WHAT YOU NEED TO DO:
Reproduce the items line for line, starting with the first line and going on through the line with "[756,186,800,268]", that line included.

** begin MATERIAL **

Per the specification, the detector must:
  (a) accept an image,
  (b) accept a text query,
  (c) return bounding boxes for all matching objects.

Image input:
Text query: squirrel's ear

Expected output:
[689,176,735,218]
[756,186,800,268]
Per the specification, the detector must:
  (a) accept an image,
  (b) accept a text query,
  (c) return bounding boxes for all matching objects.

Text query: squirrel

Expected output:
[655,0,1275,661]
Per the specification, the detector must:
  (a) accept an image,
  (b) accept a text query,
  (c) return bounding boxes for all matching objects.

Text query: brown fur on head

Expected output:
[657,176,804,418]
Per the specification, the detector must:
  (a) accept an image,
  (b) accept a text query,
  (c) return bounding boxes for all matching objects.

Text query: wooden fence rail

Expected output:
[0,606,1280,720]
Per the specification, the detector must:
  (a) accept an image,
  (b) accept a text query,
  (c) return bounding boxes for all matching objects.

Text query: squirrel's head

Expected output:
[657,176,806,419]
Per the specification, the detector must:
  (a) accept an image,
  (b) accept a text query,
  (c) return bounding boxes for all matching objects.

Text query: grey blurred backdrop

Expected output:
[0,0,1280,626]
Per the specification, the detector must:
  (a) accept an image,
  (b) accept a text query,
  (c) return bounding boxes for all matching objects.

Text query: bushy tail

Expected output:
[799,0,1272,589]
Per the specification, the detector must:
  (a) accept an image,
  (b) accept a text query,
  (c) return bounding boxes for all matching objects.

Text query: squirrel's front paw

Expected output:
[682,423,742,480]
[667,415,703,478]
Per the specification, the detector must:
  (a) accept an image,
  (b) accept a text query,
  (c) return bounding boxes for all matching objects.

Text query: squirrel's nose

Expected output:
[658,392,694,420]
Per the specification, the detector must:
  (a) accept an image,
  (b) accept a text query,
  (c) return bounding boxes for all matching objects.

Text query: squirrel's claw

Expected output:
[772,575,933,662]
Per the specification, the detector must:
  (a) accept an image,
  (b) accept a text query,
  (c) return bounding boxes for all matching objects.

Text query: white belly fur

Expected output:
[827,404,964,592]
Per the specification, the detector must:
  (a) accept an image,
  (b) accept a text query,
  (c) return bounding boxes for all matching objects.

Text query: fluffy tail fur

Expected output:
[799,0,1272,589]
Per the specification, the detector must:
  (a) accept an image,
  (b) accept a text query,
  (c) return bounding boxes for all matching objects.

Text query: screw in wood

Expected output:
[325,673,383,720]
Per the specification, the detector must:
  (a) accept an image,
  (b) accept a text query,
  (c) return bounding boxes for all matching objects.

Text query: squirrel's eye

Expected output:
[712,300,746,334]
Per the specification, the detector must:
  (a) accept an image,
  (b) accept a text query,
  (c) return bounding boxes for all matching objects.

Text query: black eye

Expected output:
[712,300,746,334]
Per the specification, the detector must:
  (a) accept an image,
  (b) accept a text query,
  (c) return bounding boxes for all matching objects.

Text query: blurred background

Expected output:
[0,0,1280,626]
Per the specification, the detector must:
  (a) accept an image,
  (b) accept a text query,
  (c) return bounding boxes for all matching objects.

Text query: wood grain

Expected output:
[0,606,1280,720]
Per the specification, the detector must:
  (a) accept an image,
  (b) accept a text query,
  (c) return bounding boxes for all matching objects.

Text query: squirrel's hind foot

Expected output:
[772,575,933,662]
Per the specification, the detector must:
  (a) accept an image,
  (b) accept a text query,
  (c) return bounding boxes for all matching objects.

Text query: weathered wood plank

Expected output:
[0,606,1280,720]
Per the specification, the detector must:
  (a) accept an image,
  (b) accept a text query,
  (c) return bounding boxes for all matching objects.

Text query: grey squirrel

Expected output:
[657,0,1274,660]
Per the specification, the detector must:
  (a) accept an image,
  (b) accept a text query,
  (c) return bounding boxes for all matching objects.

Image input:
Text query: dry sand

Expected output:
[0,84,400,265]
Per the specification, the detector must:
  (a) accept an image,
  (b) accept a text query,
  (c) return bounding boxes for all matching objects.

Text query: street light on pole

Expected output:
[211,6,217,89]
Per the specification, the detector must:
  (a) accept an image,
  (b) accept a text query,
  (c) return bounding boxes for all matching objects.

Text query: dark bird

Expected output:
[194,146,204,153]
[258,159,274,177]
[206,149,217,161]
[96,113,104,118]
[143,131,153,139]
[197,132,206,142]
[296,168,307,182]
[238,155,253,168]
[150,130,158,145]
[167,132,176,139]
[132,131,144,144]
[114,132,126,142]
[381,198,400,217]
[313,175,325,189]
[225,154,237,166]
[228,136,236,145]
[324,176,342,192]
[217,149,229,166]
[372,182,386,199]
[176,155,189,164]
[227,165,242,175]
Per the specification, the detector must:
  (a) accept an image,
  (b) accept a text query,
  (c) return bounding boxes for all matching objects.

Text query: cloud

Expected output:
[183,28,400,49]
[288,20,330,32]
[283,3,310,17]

** end MATERIAL **

FINISHED ANSWER:
Per the specification, the detector must:
  (a) accept an image,
  (b) accept a text query,
  (c) return bounding boxes for all matching objects.

Image input:
Text query: squirrel's ear

Expected output:
[689,176,735,218]
[756,186,800,268]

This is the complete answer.